**SELECTED PASSAGE:**
Five Bugs Hiding as One: How We Unravelled a "Dashboard Won't Load" Incident
2025-02-16T00:00:00.000Z
I came back from vacation to a broken dashboard and a familiar message: “Refreshing data…” forever. No one flagged it earlier. The feature had shipped while I was out—no review, no supervision, just a string of Cursor-driven commits.
What looked like a single issue turned out to be five independent bugs colliding at the worst possible layer: coordination between services.
This is the story of how it unraveled—and what it exposes about “vibe coding” in production systems.
The Setup
The system is straightforward on paper:
FastAPI backend on GKE (3 replicas) React frontend using polling (202 → poll → result) Redis for coordination Intercom export API (slow, async, rate-limited)
Because exports take minutes and Cloudflare times out at 100s, everything runs on an accept-then-poll model:
POST /api/overview → 202 { job_id } GET /api/jobs/{job_id} → pending → complete
That model only works if one assumption holds:
A job marked “pending” must actually be running somewhere.
That assumption was broken in five different ways.
The Symptom Every page stuck on “Refreshing data…” Jobs accepted (202), but never completed Polling responses flipping between: pending job not found
That flip should be impossible in a healthy system.
It means different pods are telling different stories.
The Investigation
I ignored the UI and hit the API directly. Tracked a single job_id over time.
The key signal:
Same job ID Different answers Within seconds
That only happens when:
state is not shared correctly or pods are dying mid-work
Both were true.
The Five Bugs
- New pods were never starting (Binary Authorization)
Images were deployed using :latest.
Cluster required immutable digests.
Result:
New pods rejected Old pods dying (OOM) No replacements
System slowly lost capacity while still “looking alive”.
- Job state lived in memory (per pod)
Errors were stored in a local dict.
If a job failed on Pod A:
Pod B had no idea Returned 404
Frontend retried → new job → same failure loop
Classic distributed system mistake: state wasn’t shared.

**EXCERPTED DATA:**
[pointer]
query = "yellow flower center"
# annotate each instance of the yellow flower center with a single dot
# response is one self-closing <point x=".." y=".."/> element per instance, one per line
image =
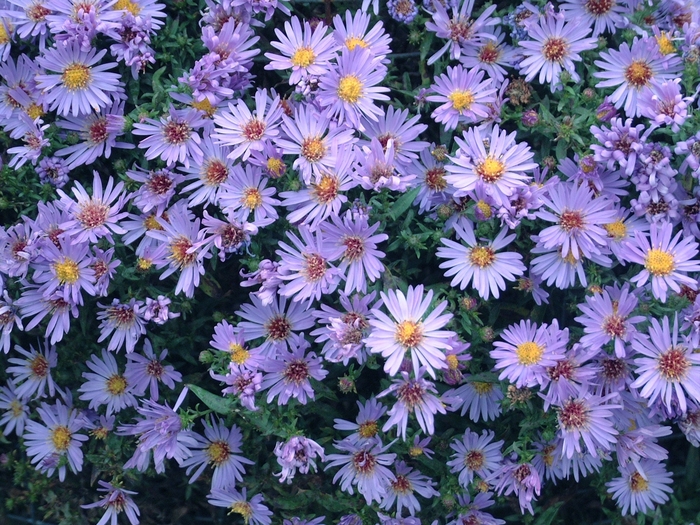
<point x="350" y="89"/>
<point x="127" y="5"/>
<point x="352" y="42"/>
<point x="67" y="271"/>
<point x="409" y="334"/>
<point x="617" y="230"/>
<point x="303" y="57"/>
<point x="239" y="355"/>
<point x="461" y="99"/>
<point x="60" y="437"/>
<point x="529" y="353"/>
<point x="659" y="262"/>
<point x="76" y="76"/>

**WHAT YOU SHOULD DO:**
Reproduce the passage of the write-up on the "Dashboard Won't Load" incident starting with "That assumption was" and going on through "a healthy system.".

**PROBLEM SOLUTION:**
That assumption was broken in five different ways.
The Symptom Every page stuck on “Refreshing data…” Jobs accepted (202), but never completed Polling responses flipping between: pending job not found
That flip should be impossible in a healthy system.